• [Stored records]

=== Section Start ===

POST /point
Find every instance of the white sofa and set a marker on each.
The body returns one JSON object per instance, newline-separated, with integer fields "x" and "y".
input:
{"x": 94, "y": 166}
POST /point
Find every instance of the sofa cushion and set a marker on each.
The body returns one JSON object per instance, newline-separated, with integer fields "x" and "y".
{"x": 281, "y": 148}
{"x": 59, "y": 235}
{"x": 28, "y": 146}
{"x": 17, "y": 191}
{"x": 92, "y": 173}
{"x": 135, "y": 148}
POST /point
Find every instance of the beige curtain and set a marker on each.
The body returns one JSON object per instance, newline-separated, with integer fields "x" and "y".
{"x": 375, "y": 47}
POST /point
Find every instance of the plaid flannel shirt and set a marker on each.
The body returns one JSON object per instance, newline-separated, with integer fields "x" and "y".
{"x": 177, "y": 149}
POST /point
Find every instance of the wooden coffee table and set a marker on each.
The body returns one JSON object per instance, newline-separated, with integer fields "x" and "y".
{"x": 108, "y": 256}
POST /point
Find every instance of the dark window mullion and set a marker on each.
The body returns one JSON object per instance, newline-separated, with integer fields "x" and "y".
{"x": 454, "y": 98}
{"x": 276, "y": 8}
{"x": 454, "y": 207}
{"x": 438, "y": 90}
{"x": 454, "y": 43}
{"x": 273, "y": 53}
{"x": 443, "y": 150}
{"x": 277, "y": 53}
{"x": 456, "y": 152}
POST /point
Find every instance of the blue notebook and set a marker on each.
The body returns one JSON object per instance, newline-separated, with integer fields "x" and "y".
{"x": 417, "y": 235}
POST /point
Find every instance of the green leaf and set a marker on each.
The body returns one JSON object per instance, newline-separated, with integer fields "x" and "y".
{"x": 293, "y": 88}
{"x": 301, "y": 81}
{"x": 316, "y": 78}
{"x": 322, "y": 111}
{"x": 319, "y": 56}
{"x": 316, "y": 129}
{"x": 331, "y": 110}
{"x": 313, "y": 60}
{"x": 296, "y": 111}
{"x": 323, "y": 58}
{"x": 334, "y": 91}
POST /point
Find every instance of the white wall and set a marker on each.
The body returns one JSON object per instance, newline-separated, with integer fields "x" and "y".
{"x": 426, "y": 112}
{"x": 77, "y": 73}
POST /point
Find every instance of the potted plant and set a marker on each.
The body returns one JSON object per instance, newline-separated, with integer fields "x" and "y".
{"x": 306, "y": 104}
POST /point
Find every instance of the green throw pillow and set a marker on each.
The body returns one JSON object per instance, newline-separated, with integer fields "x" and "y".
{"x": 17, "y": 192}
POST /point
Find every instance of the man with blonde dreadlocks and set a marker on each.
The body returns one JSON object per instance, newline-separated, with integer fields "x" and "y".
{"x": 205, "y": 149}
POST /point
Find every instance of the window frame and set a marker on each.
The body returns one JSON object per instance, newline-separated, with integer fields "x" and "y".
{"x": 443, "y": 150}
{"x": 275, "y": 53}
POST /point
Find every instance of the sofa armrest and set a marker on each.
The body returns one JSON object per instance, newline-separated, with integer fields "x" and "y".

=== Section End ===
=== Section Start ===

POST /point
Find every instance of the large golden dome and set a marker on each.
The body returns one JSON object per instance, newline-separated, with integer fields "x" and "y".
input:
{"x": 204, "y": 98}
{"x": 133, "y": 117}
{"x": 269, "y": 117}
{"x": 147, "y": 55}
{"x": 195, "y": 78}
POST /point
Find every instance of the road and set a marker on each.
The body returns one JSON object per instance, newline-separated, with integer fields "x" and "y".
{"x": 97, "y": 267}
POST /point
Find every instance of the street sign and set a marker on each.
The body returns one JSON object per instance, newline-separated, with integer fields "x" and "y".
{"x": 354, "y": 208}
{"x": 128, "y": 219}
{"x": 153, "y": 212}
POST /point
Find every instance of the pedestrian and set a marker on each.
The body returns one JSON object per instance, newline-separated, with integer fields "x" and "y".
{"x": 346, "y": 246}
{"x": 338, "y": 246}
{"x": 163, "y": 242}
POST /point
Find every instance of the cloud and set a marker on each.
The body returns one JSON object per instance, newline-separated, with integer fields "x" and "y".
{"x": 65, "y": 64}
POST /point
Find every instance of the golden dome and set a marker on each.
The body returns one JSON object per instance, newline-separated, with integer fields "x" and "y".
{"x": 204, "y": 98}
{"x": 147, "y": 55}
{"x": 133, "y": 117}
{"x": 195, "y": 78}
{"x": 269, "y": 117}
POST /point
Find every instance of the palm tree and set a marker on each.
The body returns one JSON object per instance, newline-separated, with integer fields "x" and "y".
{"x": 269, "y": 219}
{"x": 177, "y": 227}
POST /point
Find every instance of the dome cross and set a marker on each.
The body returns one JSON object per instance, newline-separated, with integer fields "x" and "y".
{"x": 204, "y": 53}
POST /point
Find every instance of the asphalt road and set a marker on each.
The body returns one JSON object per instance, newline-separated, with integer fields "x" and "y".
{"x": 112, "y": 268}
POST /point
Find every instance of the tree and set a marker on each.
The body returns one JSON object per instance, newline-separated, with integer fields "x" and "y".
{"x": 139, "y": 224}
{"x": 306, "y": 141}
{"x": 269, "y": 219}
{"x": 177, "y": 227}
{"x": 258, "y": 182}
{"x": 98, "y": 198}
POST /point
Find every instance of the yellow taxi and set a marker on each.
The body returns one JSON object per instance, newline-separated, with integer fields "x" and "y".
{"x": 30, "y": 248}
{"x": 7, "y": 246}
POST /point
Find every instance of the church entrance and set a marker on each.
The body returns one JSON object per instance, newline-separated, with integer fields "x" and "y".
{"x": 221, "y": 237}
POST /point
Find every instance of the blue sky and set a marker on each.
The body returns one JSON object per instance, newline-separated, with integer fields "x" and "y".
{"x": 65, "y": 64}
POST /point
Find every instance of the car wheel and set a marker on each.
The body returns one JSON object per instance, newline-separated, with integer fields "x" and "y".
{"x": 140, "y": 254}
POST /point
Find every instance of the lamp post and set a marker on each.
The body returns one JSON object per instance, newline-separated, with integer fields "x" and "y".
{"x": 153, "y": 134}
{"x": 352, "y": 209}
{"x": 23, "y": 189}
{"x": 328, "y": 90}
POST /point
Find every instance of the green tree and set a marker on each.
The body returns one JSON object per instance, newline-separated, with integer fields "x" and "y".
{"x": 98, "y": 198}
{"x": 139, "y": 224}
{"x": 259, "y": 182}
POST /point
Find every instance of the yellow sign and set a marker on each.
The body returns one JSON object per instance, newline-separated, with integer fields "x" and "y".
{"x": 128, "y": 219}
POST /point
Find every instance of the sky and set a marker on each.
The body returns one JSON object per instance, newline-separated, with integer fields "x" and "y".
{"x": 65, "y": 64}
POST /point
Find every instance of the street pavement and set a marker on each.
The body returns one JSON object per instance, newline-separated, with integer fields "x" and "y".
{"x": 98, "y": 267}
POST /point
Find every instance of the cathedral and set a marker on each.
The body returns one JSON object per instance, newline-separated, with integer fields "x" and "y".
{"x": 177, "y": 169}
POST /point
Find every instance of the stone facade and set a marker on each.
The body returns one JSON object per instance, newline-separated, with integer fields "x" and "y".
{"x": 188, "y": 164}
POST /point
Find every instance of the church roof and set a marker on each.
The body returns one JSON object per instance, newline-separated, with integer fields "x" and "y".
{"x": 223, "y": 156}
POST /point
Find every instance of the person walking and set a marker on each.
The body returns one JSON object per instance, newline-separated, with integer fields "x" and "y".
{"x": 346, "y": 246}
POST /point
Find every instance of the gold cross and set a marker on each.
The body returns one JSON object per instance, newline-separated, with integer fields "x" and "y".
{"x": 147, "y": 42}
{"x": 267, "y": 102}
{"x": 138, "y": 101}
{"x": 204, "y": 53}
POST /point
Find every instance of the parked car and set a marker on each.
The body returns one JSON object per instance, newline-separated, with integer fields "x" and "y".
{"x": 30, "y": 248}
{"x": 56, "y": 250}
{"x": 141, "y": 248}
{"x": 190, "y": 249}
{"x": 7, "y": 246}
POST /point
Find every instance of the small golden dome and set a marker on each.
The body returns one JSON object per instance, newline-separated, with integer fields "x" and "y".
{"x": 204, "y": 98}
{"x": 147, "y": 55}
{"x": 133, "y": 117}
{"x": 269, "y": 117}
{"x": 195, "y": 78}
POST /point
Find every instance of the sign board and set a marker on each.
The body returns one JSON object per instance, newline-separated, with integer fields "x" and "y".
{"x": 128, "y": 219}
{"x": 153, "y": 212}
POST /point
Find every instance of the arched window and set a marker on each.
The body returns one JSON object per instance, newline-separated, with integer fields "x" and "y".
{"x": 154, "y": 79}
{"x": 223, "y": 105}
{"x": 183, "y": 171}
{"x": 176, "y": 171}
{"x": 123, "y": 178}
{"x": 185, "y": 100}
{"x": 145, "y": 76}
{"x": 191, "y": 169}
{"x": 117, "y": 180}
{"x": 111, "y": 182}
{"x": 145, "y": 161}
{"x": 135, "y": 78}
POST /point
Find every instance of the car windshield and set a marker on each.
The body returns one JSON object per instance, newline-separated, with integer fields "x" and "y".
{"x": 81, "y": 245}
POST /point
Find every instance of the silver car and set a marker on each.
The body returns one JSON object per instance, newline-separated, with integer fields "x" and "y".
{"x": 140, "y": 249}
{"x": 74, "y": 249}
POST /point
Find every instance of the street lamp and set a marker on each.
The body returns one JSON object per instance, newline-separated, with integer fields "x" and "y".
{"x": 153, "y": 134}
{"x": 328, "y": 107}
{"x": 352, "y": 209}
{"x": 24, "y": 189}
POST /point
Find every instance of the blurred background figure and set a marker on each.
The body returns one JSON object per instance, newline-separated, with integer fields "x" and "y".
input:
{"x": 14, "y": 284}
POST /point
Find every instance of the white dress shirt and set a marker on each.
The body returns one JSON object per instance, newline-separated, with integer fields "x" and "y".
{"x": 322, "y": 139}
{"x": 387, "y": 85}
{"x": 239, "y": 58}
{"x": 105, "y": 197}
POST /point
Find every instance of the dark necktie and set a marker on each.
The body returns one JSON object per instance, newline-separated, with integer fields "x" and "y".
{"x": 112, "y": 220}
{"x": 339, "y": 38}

=== Section End ===

• [WORK TASK]
Each line above where the word "green" occurs should be returned in full.

• [RESULT OF THE TASK]
Find every instance of the green leaf and set a marker on each.
Find every instance of the green throw pillow and set a marker on each.
Find every instance of the green tree and set a marker on each.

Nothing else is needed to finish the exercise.